[Dataset items]
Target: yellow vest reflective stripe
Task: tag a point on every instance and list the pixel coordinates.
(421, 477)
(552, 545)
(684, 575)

» **Request**: Change "pixel coordinates" to "image coordinates" throughout the material above and leave everything else as it is.

» **Answer to the exercise**:
Target: yellow vest reflective stripe
Task: tag a point on every instance and list the image coordinates.
(421, 477)
(552, 545)
(684, 575)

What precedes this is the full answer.